Work to complete: Identify each of the lines below that contains the word "road", and copy each such line. Match case exactly.

Dataset records:
........

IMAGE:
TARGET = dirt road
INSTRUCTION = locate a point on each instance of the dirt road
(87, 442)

........

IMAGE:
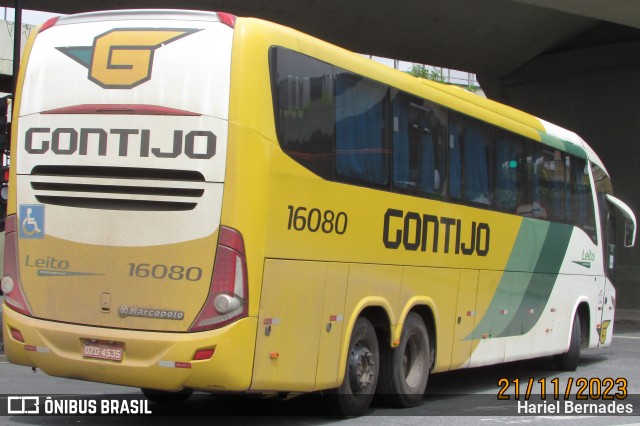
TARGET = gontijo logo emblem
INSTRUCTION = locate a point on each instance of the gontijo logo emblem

........

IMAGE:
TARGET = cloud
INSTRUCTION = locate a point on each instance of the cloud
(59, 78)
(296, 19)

........

Reply:
TARGET = dirt road
INSTRUCTION = locate a point on each instance of the dirt road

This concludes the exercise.